### Records shown
○ ○ ○ ○ ○
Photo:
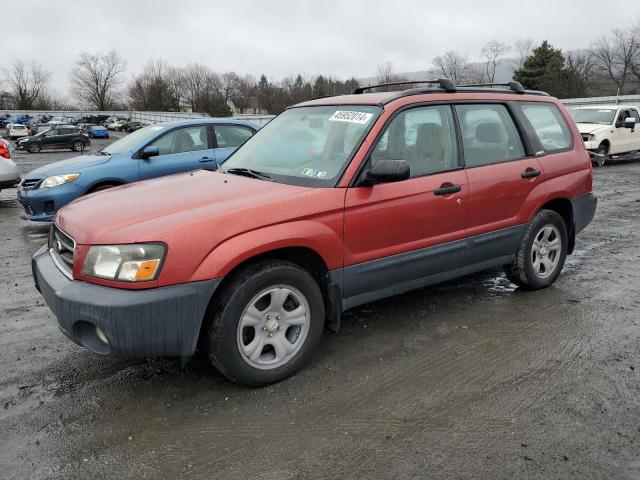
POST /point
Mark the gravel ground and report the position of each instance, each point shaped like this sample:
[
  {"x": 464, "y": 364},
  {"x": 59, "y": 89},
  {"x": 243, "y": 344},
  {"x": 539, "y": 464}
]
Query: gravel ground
[{"x": 471, "y": 379}]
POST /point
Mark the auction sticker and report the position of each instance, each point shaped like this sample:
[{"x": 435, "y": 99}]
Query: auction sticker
[{"x": 351, "y": 117}]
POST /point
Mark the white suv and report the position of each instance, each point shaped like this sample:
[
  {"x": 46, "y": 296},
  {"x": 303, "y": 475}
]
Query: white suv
[{"x": 608, "y": 130}]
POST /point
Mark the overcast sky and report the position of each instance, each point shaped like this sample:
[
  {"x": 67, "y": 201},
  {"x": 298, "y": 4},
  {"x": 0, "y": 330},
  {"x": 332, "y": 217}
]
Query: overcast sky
[{"x": 276, "y": 37}]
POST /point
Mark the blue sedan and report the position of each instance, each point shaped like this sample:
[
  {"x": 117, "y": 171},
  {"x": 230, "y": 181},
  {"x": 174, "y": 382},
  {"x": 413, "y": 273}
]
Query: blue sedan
[
  {"x": 98, "y": 132},
  {"x": 150, "y": 152}
]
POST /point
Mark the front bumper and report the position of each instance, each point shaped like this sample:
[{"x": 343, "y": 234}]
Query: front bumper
[
  {"x": 159, "y": 322},
  {"x": 41, "y": 205}
]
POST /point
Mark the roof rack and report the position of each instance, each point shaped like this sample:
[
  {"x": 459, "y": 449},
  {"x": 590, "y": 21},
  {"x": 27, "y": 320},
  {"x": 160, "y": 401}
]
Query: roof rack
[
  {"x": 515, "y": 86},
  {"x": 444, "y": 83}
]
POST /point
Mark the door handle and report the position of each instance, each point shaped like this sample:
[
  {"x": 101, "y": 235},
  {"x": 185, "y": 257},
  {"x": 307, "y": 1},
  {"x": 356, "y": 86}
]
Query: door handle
[
  {"x": 530, "y": 173},
  {"x": 446, "y": 190}
]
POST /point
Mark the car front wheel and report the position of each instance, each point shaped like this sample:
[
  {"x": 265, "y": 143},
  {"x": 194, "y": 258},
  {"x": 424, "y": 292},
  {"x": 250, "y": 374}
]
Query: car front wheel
[
  {"x": 266, "y": 324},
  {"x": 542, "y": 252}
]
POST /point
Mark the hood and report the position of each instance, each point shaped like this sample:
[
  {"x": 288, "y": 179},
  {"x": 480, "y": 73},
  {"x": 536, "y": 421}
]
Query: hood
[
  {"x": 591, "y": 127},
  {"x": 71, "y": 165},
  {"x": 200, "y": 202}
]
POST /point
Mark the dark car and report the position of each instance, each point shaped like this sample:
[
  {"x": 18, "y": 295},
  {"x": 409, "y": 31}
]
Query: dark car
[
  {"x": 64, "y": 136},
  {"x": 132, "y": 126}
]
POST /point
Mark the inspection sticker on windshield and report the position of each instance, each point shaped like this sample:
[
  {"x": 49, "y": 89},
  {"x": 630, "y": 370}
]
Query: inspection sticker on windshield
[
  {"x": 351, "y": 117},
  {"x": 310, "y": 172}
]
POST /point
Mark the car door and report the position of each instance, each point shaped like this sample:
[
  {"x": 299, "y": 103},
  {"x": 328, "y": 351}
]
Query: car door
[
  {"x": 505, "y": 180},
  {"x": 398, "y": 233},
  {"x": 228, "y": 138},
  {"x": 51, "y": 138},
  {"x": 181, "y": 149}
]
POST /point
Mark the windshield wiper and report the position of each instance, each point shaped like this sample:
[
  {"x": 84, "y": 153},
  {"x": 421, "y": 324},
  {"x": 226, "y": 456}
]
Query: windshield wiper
[{"x": 247, "y": 172}]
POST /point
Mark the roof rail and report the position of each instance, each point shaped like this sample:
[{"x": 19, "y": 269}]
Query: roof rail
[
  {"x": 444, "y": 83},
  {"x": 515, "y": 86}
]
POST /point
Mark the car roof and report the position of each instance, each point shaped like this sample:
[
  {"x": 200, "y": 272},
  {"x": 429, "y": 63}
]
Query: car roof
[
  {"x": 200, "y": 121},
  {"x": 599, "y": 107}
]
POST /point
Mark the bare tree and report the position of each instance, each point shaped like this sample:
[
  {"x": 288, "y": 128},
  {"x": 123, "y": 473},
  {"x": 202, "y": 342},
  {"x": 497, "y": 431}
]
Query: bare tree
[
  {"x": 523, "y": 49},
  {"x": 452, "y": 65},
  {"x": 96, "y": 79},
  {"x": 492, "y": 52},
  {"x": 194, "y": 83},
  {"x": 614, "y": 55},
  {"x": 26, "y": 81}
]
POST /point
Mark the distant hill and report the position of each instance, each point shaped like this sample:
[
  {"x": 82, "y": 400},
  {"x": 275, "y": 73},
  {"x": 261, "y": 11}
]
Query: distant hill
[{"x": 504, "y": 73}]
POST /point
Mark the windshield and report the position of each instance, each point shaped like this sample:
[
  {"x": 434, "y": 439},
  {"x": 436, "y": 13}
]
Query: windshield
[
  {"x": 308, "y": 146},
  {"x": 131, "y": 141},
  {"x": 603, "y": 116}
]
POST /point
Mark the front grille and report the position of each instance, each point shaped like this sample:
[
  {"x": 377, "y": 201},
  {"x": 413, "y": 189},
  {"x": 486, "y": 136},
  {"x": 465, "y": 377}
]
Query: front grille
[
  {"x": 29, "y": 183},
  {"x": 62, "y": 250}
]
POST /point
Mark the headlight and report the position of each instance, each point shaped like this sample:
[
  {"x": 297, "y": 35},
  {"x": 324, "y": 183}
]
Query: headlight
[
  {"x": 58, "y": 180},
  {"x": 124, "y": 263}
]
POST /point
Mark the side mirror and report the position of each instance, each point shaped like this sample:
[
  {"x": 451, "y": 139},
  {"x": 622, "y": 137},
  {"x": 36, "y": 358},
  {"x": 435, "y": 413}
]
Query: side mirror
[
  {"x": 150, "y": 151},
  {"x": 386, "y": 171}
]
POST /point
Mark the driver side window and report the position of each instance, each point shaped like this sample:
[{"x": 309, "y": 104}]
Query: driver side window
[
  {"x": 425, "y": 137},
  {"x": 187, "y": 139}
]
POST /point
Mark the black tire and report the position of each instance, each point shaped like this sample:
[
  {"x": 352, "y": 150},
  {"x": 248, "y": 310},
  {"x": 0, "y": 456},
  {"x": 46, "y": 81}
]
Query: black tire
[
  {"x": 521, "y": 271},
  {"x": 603, "y": 151},
  {"x": 226, "y": 312}
]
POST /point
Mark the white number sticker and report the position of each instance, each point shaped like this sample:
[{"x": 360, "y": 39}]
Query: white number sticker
[{"x": 351, "y": 117}]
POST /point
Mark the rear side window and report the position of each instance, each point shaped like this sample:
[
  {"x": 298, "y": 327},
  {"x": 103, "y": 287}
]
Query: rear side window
[
  {"x": 424, "y": 137},
  {"x": 489, "y": 135},
  {"x": 231, "y": 135},
  {"x": 549, "y": 125},
  {"x": 187, "y": 139}
]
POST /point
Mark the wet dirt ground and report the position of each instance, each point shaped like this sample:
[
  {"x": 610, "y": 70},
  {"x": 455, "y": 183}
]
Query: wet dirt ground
[{"x": 471, "y": 379}]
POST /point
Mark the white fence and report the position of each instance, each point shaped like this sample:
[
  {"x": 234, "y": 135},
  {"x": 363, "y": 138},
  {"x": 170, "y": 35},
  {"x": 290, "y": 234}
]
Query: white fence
[{"x": 147, "y": 117}]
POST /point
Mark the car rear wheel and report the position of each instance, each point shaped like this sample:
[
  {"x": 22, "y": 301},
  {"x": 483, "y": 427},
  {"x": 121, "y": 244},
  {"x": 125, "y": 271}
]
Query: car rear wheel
[
  {"x": 542, "y": 252},
  {"x": 266, "y": 324},
  {"x": 602, "y": 151}
]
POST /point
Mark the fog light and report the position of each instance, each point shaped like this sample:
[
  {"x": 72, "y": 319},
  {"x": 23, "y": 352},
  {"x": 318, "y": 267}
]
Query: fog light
[{"x": 101, "y": 336}]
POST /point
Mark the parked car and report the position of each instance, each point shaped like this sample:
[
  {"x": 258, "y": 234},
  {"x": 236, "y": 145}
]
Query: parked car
[
  {"x": 132, "y": 126},
  {"x": 16, "y": 131},
  {"x": 97, "y": 131},
  {"x": 9, "y": 174},
  {"x": 150, "y": 152},
  {"x": 60, "y": 137},
  {"x": 608, "y": 131},
  {"x": 15, "y": 120},
  {"x": 116, "y": 124},
  {"x": 332, "y": 204}
]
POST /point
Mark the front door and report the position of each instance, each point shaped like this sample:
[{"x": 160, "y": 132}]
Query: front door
[
  {"x": 398, "y": 233},
  {"x": 182, "y": 149}
]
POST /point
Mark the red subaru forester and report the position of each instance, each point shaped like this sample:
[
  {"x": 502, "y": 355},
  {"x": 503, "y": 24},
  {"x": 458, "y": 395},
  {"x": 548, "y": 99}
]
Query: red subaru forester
[{"x": 335, "y": 203}]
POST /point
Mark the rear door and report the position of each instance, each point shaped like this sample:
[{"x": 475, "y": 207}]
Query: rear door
[
  {"x": 181, "y": 149},
  {"x": 398, "y": 233},
  {"x": 506, "y": 181},
  {"x": 228, "y": 138}
]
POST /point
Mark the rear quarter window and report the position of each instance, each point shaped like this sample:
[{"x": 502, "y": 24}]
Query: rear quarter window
[{"x": 550, "y": 126}]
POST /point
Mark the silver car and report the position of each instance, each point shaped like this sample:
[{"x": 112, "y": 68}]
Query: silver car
[{"x": 9, "y": 174}]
○ ○ ○ ○ ○
### Assigned task
Retype each line of the data exactly, beginning with the first; include the line containing "Mark the front bumper" and stop there, skipping every picture.

### Solution for this task
Photo:
POST /point
Mark the gravel ground and report the position of each instance, each point shaped like this sample:
[
  {"x": 464, "y": 364},
  {"x": 59, "y": 89},
  {"x": 243, "y": 344},
  {"x": 539, "y": 464}
]
Query: gravel ground
[{"x": 471, "y": 379}]
POST /point
Mark the auction sticker and report the position of each instance, each point shaped like this sample:
[{"x": 435, "y": 99}]
Query: auction sticker
[{"x": 351, "y": 117}]
POST /point
Mark the white suv and report the position of each instance, each point shaped like this sample:
[
  {"x": 46, "y": 296},
  {"x": 303, "y": 475}
]
Query: white suv
[{"x": 608, "y": 130}]
POST /point
Mark the overcast sky and report the position of each instance, each point shaped like this sample:
[
  {"x": 67, "y": 201},
  {"x": 298, "y": 4},
  {"x": 0, "y": 330},
  {"x": 332, "y": 217}
]
Query: overcast sky
[{"x": 276, "y": 37}]
POST /point
Mark the blue sedan and report the position of each instance, each point shaped like this sample:
[
  {"x": 117, "y": 171},
  {"x": 230, "y": 181},
  {"x": 174, "y": 382},
  {"x": 413, "y": 273}
]
Query: blue sedan
[
  {"x": 98, "y": 132},
  {"x": 150, "y": 152}
]
POST /point
Mark the front bumper and report the position of each instance, each point shaped like this sample:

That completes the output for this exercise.